Das Vorgehen bei der ML-Komponentenentwicklung orientiert sich an dem im Software und Systems Engineering etablierten V-Modell. Ziel ist eine enge Integration mit ML-Hilfssystemen und Datenquellen, um innerhalb der Checkpoints Ergebnisse iterativ integrieren undvalidieren zu können.
Durch dieses Vorgehen soll ein ML-Modell (also der datengetrieben gelernte Teil) in eine möglichst genau spezifizierte Komponente gekapselt werden. Dabei wird eine organisatorische Schnittstelle zwischen der klassischen Data-Science-Disziplin und dem Systems Engineering geschaffen.
Ausgangspunkt ist die Spezifikation der Komponente im Kontext des umgebenden Systems, die innerhalb der Verfeinerung iterativ detailliert und angepasst wird. Zur Spezifikation zählt unter anderem das ML-Verfahren (z. B. Neuronales Netz, Entscheidungsbaum etc.) als möglicher Lösungsansatz auf Basis der Anforderungen an die Komponente. Bei dessen Wahl fließen sowohl übergeordnete Anforderungen an das Gesamtsystem ein (z. B. die Nachvollziehbarkeit von Entscheidungen) als auch direkte Abhängigkeiten von anderen Komponenten (z.B. beschränkte Rechenressourcen, Verfügbarkeit von Daten, Verfügbarkeit von Zielgrößen).
Der erste Schritt befasst sich mit der Integration der Datenquellen für Training, Tests und Validierung. Dabei kann es vorkommen, dass die Datenquellen und damit die Schnittstellen nicht in jedem Zyklus dieselben sind, z. B. falls zunächst Daten in Tabellenform vorliegen und später in einer Datenbank.
Bei der Entwicklung der Test- und Validierungsmetriken werden globale Kostenfunktionen aus den Anforderungen an die Komponente abgeleitet, die sich für die datengetriebene Bewertung eignen. Hierbei sollte Domänenwissen einfließen, um ML-Komponenten einzeln, jedoch mit Bezug auf ihre Funktion innerhalb des Gesamtsystems, testen zu können.
Das ML-Verfahren wird im nächsten Schritt zu einer konkreten ML-Architektur implementiert, mit festgelegten Hyperparametern. Beispiele hierfür sind die Festlegung der Anzahl der Neuronen und Schichten in künstlichen Neuronalen Netzen sowie die Definition der lokalen Kostenfunktion und Lernrate.

BEREITGESTELLTE DATEN ::
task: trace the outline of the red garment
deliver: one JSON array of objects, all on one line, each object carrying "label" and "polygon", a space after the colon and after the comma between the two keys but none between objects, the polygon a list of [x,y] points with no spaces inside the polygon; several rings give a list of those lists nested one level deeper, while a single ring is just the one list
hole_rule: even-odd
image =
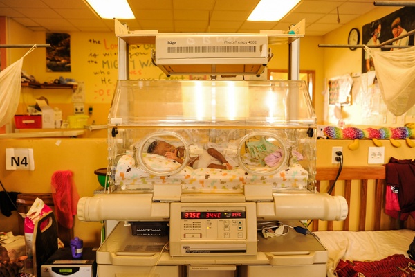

AUFGABEN ::
a) Entnimm dem Text zur ML-Komponentenentwicklung wortgetreu die Passage zwischen "Das Vorgehen bei" und "Systems Engineering geschaffen.", beide eingeschlossen.
b) Führe den Text über die ML-Komponentenentwicklung im V-Modell nach seinem letzten Satz weiter.

ANTWORTEN ::
a)
Das Vorgehen bei der ML-Komponentenentwicklung orientiert sich an dem im Software und Systems Engineering etablierten V-Modell. Ziel ist eine enge Integration mit ML-Hilfssystemen und Datenquellen, um innerhalb der Checkpoints Ergebnisse iterativ integrieren undvalidieren zu können.
Durch dieses Vorgehen soll ein ML-Modell (also der datengetrieben gelernte Teil) in eine möglichst genau spezifizierte Komponente gekapselt werden. Dabei wird eine organisatorische Schnittstelle zwischen der klassischen Data-Science-Disziplin und dem Systems Engineering geschaffen.

b)
Die ML-Architektur wird im Modelltraining in ein für die zu erfüllende Funktionalität geeignetes ML-Modell überführt. Da die Ergebnisse des erlernten Modells stark von der ML-Architektur, also den gewählten Hyperparametern, abhängen, werden diese mehrfach variiert. Ziel ist es die Hyperparameterkonfigurationen zu finden, die auf Basis der lokalen Kostenfunktion und eines Validierungsdatensatzes zum besten Modell führen. Diese Hyperparameteroptimierung kann in vielen Fällen durch geeignete Werkzeuge teilweise oder komplett automatisiert werden (z.B. durch Auto-ML Systeme).
Bei der anschließenden Modellbewertung wird anhand eines Testdatensatzes und der zuvor definierten Test- und Validierungsmetriken die Güte des erlernten und optimierten ML-Modells bewertet. Somit lässt sich die Genauigkeit und Performanz des Modells bezüglich bisher ungesehener Daten und Metriken bewerten, die auf die zu erfüllende Funktionalität der Komponente zugeschnitten sind.
Der letzte Schritt innerhalb der ML-Komponentenentwicklung bildet die Modularisierung als Komponente. Hier wird das trainierte und validierte ML-Modell so aufbereitet, dass es auf die Zielplattform gebracht werden kann. Während das Modell zuvor nur auf Basis von Daten validiert wurde, wird nun sichergestellt, dass das Modell auf der Zielplattform, wie z.B. auf einem ressourcenbeschränkten eingebetteten System, lauffähig ist und dort vergleichbare Ergebnisse liefert.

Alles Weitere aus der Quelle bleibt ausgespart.